===== Data listing
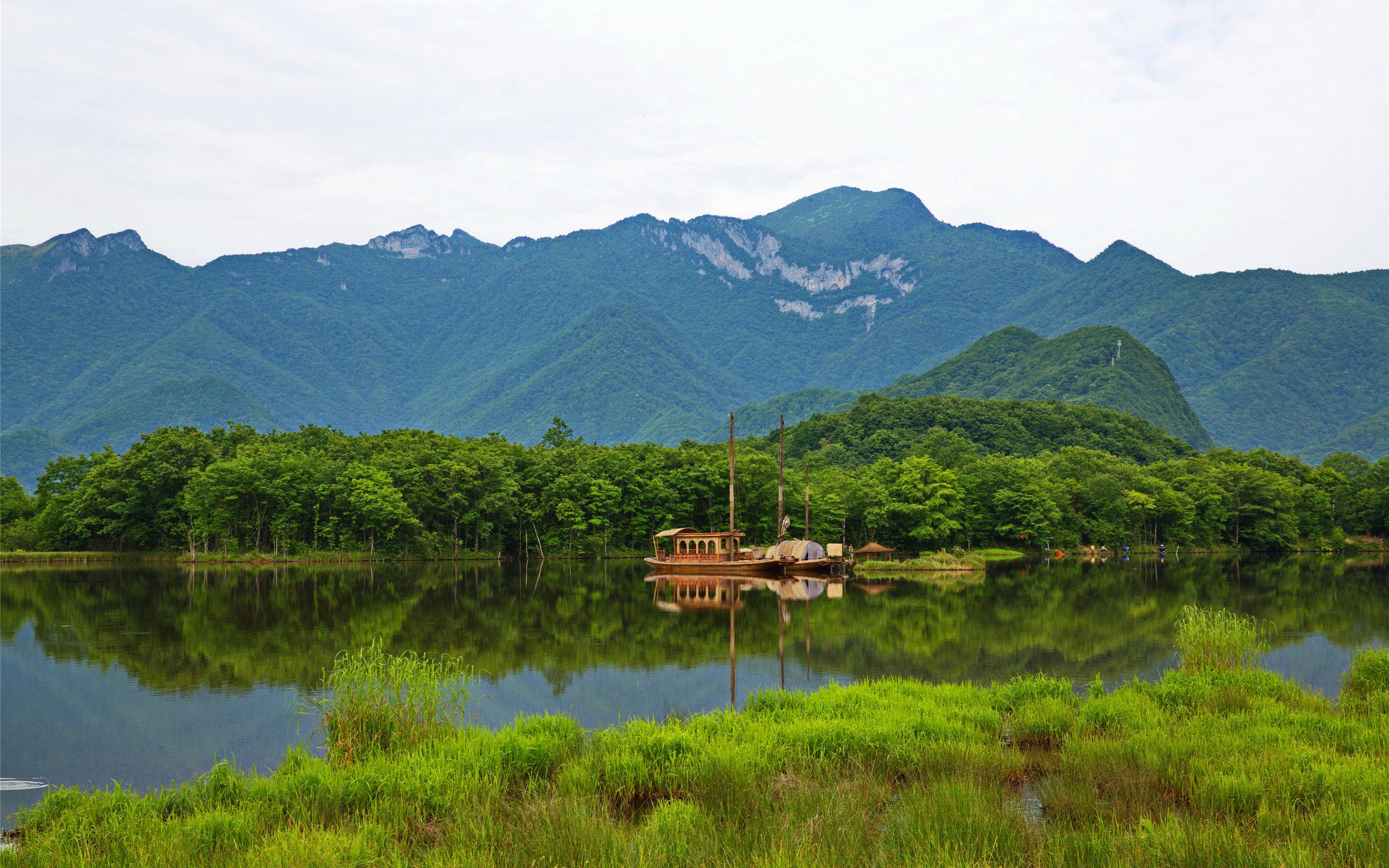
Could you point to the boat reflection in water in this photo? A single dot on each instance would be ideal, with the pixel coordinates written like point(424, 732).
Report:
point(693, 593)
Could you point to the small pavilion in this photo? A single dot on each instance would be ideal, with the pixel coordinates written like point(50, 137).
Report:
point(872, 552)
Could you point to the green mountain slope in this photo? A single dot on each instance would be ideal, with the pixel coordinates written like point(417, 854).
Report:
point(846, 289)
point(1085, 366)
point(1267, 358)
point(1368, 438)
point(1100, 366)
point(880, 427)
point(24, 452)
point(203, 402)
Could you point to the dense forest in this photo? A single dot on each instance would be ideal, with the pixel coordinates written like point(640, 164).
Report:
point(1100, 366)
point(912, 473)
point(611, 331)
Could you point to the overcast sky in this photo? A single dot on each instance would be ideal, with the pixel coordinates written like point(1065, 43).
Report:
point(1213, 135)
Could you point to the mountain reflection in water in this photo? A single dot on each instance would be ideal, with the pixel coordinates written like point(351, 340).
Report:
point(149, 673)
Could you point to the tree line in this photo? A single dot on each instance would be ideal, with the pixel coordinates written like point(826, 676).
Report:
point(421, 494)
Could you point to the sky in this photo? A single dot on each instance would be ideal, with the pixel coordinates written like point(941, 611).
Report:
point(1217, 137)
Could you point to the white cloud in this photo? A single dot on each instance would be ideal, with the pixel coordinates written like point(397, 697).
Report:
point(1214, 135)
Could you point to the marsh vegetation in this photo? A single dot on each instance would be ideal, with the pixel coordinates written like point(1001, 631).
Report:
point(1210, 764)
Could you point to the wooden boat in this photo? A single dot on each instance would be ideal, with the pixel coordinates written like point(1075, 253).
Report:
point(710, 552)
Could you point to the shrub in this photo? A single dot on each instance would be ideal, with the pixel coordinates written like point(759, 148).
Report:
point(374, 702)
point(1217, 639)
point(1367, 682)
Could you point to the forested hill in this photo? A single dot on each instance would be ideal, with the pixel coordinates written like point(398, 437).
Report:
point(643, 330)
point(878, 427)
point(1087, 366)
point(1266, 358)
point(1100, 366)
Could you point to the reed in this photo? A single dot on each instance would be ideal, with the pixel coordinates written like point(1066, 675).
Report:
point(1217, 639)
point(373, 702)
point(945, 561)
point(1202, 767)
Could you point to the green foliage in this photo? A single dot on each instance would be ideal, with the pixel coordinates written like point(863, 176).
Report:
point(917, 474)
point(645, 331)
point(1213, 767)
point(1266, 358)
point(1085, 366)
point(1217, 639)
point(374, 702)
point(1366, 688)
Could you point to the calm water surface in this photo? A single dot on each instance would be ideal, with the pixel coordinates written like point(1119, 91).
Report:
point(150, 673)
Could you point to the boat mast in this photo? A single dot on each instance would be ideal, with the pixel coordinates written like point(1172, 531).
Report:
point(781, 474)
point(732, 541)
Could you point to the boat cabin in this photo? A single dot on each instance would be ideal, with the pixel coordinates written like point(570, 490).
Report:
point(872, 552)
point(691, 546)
==========
:: Given exercise ::
Reproduce every one of the lines above without any changes, leaving out the pictures.

:: The output ::
Could you point to the boat reflection in water in this photo? A single dot on each instance would be ideal, with the pixel coordinates written like point(424, 732).
Report:
point(693, 593)
Could you point to the small pavilion in this photo? A single dot on each instance would be ideal, with the pixel coordinates written like point(50, 137).
Report:
point(872, 552)
Could you point to the green mountain slope in this photo? A single dot on each instance would be ideal, with the pixel coordinates written like point(417, 854).
Report:
point(846, 289)
point(1085, 366)
point(1267, 358)
point(1368, 438)
point(1100, 366)
point(880, 427)
point(24, 452)
point(203, 402)
Could you point to the dense forest in this photo? A single dot on each instance would be ideal, with the pixel coordinates written like point(640, 164).
Report:
point(1100, 366)
point(912, 473)
point(611, 331)
Could you point to the overcast sky in this photo? A single dot on each instance would be ideal, with the pixel coordinates written like point(1065, 43).
Report:
point(1213, 135)
Could you point to the mountain reflection in water in this photo? A single dot on each instance would be ideal, with the pixel coordinates written like point(351, 340).
Report:
point(149, 673)
Could you point to the tree line in this photo? A single dot on each instance would be ideal, with the pixel coordinates written like point(826, 676).
Report:
point(421, 494)
Could you point to the sky in this photo? A single dot on each instance would be ideal, with the pixel coordinates written like point(941, 611).
Report:
point(1217, 137)
Could you point to the white cloud in this photo? A single dot on each instance would be ideal, with the pixel coordinates written like point(397, 697).
Report:
point(1214, 135)
Could you point to the marsh vegetation in this photo? A single dot on each instance would be ideal, with the pixel coordinates written like point(1001, 631).
Report:
point(1210, 764)
Could you point to the wooden boat in this photo? A single dot on each instance would be ideal, with the pixel coordinates written like point(1075, 253).
Report:
point(710, 552)
Could you point to the shrub in this photo? A single dot on each instance would be ideal, with the pixel coordinates written like point(759, 148).
Report:
point(374, 702)
point(1217, 639)
point(1367, 682)
Could you point to the forested hill in this photo? A single dot on each instance would be ideal, with the pixel coordinates written like point(398, 437).
Report:
point(643, 330)
point(878, 427)
point(1087, 366)
point(1266, 358)
point(1100, 366)
Could you point to the reed in this photo? A single dot on each instance would be ideal, with the pixel coordinates written like point(1066, 675).
Report:
point(1217, 639)
point(373, 702)
point(945, 561)
point(1202, 767)
Could you point to the green foliage in this photo? A single dot on each instance would be ideal, with the pixel coordinates written like point(863, 176).
Report:
point(917, 474)
point(645, 331)
point(1213, 767)
point(1266, 358)
point(1085, 366)
point(1217, 639)
point(374, 702)
point(1366, 688)
Could you point to the calm water surface in this photo? A single dot on each instance would be ideal, with the pixel coordinates written like point(1119, 91).
Report:
point(150, 673)
Could you point to the boat mast in this photo? A single dot on each instance would be ideal, with the pixel coordinates written like point(1172, 531).
Report:
point(781, 474)
point(732, 541)
Could you point to the boat cabin in this photo? A single dot on each instance would be ideal, with the pixel coordinates written like point(570, 490).
Report:
point(872, 552)
point(691, 546)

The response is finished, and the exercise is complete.